- Exercise objective:
All of the data below should be written out exactly.

*** Opening Given data ***

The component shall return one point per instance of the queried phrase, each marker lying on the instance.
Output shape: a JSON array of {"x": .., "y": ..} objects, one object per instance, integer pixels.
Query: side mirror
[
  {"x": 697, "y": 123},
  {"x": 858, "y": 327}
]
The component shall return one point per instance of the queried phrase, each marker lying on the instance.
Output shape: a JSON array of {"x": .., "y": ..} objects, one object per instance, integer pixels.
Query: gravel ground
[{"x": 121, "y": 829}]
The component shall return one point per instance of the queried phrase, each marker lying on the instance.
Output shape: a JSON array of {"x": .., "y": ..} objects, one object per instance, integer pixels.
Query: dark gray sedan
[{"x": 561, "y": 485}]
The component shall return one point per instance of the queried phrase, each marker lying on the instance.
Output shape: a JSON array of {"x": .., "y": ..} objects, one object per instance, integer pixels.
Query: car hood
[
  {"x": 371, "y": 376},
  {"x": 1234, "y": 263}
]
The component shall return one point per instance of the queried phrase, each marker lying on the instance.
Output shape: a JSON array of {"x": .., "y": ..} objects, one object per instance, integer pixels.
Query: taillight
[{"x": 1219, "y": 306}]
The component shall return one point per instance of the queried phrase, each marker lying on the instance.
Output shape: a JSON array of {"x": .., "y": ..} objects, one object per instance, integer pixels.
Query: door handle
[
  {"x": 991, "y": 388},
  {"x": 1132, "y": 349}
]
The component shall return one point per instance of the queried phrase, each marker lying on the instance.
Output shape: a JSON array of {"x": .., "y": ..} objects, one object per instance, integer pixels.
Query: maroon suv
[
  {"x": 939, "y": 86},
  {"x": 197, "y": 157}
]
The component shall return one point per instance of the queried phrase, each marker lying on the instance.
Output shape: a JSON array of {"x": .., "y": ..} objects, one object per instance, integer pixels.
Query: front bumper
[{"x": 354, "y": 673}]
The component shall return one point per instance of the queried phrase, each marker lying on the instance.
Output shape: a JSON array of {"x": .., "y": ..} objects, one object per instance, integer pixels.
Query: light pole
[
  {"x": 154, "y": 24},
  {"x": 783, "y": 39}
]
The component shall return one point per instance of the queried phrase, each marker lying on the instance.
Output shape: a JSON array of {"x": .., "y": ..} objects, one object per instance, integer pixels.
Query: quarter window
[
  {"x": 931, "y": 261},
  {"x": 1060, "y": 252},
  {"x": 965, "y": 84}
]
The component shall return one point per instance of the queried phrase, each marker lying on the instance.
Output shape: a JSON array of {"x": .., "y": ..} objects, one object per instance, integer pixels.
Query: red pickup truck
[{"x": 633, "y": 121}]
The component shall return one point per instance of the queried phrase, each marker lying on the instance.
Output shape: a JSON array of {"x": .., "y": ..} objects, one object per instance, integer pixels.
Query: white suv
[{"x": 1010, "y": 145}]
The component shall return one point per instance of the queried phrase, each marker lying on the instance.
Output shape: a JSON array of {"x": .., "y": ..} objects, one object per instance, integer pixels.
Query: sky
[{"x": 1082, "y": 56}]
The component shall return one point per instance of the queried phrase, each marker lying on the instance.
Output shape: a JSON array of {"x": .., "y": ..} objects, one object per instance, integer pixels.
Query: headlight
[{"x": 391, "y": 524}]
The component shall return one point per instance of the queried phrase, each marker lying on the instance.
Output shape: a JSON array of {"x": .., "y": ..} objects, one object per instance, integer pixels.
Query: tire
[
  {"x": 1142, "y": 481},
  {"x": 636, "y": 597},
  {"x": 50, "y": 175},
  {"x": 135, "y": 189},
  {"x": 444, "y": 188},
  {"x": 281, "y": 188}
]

*** Closing Given data ***

- Response to the exercise:
The component shall return one point per instance of the queried phrase, each marker lying on the instance.
Output shape: a JSON array of {"x": .., "y": ..} objects, one object per instance, integer pixels.
Query: side mirror
[
  {"x": 697, "y": 123},
  {"x": 858, "y": 327}
]
The component shall return one point per instance of the queried phrase, each marker lying on the instance.
Output shape: a JSON array of {"x": .., "y": ..} objects, one object per instance, integer pixels.
Query: gravel ground
[{"x": 121, "y": 829}]
The component shall return one point per instance of the queried phrase, each marker lying on the instance.
Output shape: a JSON array of {"x": .., "y": ..} objects, one object per instance, integer pixels.
Query: dark gray sedan
[{"x": 561, "y": 485}]
The component shall return one point per instance of the queried phrase, each marker lying on the instance.
Output shape: a JSON array of {"x": .., "y": ..} objects, one object per instance, integer pixels.
Query: car hood
[
  {"x": 371, "y": 376},
  {"x": 1234, "y": 263}
]
The component shall return one point per instance of the queried phrase, each marker lying on the instance.
Output shape: a JSON array of {"x": .., "y": ..} objects, one object per instance, integer pixels.
Query: taillight
[{"x": 1219, "y": 306}]
The component shall return one point per instance of the queried phrase, each marker lying on the instance.
Output shape: a JSON array of {"x": .., "y": ..} objects, one object per instance, integer pixels.
Query: door handle
[
  {"x": 991, "y": 388},
  {"x": 1132, "y": 349}
]
The component shall return one point per instance of the queried phrase, each marker lying on the instance.
Output shape: a JSON array of {"x": .., "y": ..} objects, one object per instance, integer pixels.
Query: maroon suv
[
  {"x": 939, "y": 86},
  {"x": 197, "y": 157}
]
The component shall return one point per instance of the queried phrase, each marker lying on the instance.
Output shape: a JSON array of {"x": .., "y": ..} objects, one object per instance, integer pixels.
Query: front bumper
[{"x": 354, "y": 673}]
The component shall return one point per instance of the queried phrase, each marker lying on the instance.
Output shape: a JSON array of {"x": .., "y": ..} objects, one object per instance, integer pixels.
Query: light pole
[
  {"x": 154, "y": 24},
  {"x": 783, "y": 39}
]
The component shall return one point per instance of the queried phrase, each marker lying on the instance.
Output shape: a JSON array of {"x": .., "y": ..} objects, one object per instance, integer pixels.
Query: quarter window
[
  {"x": 931, "y": 261},
  {"x": 1060, "y": 252},
  {"x": 965, "y": 84}
]
The component shall return one point per instance of the queried phrase, each marker lying on the instance.
Output shape: a JSON array of {"x": .., "y": ..} objects, one object per instance, integer pixels.
Query: red pickup truck
[{"x": 633, "y": 121}]
The component shall return one point per instance of the queried phrase, each marker lying on the instance.
Output shape: a JSON array of {"x": .., "y": ..} objects, one object per instance, integer pixels.
Query: white suv
[{"x": 1010, "y": 145}]
The component shall return one point per instance of the queried phrase, each marker lying on the instance.
Output shape: a JSON array of {"x": .., "y": ..} objects, one object per instance, integer pixels.
Query: sky
[{"x": 1082, "y": 56}]
The component shall return one point per instance of the queried phrase, each marker lying on the instance.
Output shape: a JSON array of {"x": .., "y": ..} objects, one object per instance, integer pixels.
Query: headlight
[{"x": 391, "y": 524}]
The component shall return one point per instance of the queried phrase, each marker lying on the instance.
Output shape: a JSON array of {"x": .., "y": ..} objects, one object per instance, integer pixels.
Query: tire
[
  {"x": 1142, "y": 481},
  {"x": 636, "y": 597},
  {"x": 50, "y": 175},
  {"x": 135, "y": 189},
  {"x": 444, "y": 188},
  {"x": 281, "y": 188}
]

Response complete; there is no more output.